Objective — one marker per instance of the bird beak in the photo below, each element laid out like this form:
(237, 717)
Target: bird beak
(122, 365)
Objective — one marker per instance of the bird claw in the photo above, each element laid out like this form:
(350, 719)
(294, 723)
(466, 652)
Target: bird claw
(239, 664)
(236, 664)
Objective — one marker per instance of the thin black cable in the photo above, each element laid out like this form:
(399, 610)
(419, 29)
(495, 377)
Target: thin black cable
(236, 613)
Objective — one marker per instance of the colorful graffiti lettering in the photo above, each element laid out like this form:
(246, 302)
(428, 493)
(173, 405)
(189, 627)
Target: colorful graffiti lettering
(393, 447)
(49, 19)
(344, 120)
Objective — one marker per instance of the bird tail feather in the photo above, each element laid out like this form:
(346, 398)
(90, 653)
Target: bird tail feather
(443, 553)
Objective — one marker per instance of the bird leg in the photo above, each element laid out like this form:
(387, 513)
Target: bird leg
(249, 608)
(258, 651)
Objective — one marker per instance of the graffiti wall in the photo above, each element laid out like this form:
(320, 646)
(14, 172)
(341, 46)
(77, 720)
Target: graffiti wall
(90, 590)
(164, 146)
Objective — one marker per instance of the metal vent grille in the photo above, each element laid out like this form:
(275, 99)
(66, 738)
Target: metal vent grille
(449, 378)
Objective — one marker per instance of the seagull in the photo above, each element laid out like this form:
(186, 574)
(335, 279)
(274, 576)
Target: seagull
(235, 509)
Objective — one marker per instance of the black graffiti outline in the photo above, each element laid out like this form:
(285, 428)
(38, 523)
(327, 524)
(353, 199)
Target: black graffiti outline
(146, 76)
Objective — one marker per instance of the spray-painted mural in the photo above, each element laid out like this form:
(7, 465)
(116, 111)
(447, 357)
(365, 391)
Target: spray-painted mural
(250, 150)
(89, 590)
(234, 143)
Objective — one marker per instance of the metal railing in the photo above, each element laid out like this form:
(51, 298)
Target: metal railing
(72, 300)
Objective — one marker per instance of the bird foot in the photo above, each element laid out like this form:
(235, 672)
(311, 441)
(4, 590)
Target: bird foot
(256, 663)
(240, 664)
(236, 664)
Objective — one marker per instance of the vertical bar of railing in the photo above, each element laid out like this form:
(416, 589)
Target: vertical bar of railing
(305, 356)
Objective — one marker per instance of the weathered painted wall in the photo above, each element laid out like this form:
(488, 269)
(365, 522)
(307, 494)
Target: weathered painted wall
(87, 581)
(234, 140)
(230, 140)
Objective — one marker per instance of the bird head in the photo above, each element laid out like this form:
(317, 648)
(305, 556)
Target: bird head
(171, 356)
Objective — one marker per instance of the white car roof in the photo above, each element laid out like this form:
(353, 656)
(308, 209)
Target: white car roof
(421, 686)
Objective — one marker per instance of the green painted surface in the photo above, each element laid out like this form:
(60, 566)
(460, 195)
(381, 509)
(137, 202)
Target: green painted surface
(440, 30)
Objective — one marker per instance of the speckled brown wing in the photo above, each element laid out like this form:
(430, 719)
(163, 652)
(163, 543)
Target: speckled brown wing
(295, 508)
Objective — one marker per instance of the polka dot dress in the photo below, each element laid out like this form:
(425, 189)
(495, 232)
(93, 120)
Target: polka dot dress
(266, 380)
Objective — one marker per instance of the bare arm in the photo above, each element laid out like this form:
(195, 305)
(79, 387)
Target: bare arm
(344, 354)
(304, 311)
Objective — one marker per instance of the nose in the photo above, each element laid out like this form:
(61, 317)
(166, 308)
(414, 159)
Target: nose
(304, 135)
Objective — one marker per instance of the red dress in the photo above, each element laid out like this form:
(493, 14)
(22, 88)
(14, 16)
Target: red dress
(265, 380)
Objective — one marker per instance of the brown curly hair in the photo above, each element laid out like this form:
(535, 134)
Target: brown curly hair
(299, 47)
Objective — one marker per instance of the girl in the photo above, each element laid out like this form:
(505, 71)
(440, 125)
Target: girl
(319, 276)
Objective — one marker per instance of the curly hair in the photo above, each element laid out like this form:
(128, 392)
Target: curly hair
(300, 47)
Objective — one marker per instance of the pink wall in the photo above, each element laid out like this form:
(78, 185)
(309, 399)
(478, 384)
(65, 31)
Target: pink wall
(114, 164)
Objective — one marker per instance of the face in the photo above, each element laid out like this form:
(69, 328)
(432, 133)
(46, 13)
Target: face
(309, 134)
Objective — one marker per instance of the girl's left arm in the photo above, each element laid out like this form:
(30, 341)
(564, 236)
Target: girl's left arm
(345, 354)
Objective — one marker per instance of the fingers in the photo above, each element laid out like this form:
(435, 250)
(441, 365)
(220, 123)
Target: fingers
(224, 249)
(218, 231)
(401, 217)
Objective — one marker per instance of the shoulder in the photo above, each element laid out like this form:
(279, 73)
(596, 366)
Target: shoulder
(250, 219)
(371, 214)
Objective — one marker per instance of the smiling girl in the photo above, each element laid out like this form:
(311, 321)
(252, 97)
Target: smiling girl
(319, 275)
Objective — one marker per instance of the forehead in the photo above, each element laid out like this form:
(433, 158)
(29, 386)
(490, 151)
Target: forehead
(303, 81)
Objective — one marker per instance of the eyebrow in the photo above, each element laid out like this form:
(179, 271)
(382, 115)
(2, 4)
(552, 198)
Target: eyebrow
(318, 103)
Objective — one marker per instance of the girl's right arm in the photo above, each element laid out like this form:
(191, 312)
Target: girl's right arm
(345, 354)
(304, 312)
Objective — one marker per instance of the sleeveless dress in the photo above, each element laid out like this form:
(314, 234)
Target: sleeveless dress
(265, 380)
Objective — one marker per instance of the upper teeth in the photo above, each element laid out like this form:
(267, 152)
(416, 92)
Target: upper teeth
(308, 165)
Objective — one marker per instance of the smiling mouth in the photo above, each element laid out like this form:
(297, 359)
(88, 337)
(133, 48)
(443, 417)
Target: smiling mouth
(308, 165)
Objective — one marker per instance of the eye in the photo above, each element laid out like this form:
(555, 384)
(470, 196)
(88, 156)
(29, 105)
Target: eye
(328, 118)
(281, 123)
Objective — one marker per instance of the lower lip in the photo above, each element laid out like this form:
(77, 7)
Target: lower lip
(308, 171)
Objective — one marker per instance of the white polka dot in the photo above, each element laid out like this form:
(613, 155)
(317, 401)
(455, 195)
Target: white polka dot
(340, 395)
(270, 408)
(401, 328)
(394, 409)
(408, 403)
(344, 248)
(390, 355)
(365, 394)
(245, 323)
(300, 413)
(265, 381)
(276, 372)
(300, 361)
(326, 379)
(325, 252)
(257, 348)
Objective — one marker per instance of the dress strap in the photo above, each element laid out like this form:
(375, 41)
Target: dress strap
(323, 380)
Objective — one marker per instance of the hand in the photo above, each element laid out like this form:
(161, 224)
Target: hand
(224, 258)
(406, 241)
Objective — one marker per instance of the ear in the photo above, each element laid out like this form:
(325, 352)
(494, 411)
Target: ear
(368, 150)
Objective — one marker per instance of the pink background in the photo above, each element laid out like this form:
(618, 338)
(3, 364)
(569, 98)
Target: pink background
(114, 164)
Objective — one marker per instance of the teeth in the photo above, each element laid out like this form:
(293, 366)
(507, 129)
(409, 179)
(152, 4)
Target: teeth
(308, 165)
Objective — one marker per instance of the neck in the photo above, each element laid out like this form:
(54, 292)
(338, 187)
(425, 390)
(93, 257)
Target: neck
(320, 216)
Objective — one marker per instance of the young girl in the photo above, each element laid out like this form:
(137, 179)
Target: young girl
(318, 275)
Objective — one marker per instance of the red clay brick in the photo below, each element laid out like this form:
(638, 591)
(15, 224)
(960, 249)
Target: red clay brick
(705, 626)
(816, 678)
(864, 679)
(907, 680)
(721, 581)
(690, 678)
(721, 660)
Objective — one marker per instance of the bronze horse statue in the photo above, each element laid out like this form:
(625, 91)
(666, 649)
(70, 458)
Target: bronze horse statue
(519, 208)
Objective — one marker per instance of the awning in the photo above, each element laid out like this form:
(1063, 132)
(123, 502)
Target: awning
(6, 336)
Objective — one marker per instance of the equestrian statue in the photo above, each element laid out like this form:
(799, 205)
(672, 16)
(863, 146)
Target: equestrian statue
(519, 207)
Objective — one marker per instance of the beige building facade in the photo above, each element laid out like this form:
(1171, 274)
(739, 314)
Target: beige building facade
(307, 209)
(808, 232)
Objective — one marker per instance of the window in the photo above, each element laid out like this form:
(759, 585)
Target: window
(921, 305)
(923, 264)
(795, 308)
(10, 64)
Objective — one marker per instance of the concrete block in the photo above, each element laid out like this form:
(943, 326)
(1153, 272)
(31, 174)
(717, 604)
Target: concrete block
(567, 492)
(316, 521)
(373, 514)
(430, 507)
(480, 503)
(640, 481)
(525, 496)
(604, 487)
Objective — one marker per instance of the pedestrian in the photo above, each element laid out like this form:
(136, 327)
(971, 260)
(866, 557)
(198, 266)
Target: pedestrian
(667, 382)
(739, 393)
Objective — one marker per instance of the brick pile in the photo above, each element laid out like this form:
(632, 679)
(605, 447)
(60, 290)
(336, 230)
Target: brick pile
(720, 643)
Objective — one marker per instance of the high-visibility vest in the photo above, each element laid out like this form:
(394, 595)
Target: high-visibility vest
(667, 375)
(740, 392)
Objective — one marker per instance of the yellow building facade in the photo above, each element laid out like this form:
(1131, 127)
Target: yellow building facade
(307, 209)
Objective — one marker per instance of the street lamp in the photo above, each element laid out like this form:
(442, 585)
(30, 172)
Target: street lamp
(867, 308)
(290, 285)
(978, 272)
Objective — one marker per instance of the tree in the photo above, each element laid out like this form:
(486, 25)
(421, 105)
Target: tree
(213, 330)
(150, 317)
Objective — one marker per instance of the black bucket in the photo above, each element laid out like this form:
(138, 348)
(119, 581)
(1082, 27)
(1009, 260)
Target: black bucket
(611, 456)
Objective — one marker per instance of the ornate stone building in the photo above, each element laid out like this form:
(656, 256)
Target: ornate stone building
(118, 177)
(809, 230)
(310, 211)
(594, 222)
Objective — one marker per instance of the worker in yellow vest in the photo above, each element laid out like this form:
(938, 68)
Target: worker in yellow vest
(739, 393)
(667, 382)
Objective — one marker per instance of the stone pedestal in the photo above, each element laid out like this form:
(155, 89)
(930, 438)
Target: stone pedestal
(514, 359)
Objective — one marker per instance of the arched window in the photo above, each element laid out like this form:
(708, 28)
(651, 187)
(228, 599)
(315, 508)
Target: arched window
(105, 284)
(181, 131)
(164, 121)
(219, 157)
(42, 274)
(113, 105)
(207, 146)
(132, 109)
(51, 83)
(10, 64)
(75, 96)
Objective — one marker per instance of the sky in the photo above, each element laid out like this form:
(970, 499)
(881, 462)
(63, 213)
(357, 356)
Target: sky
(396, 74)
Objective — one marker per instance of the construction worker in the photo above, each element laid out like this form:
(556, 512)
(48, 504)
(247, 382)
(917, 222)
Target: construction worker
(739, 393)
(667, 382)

Required work:
Each line of the material that has the word "below" belongs in the answer.

Expected output:
Objective — one marker per instance of the bird beak in the photo below, each element laid out like this form:
Objective — one marker per instance of the polka dot dress in the photo below, each element laid out like this form:
Objective — one marker per instance of the red clay brick in the photo below, each element laid out like this form:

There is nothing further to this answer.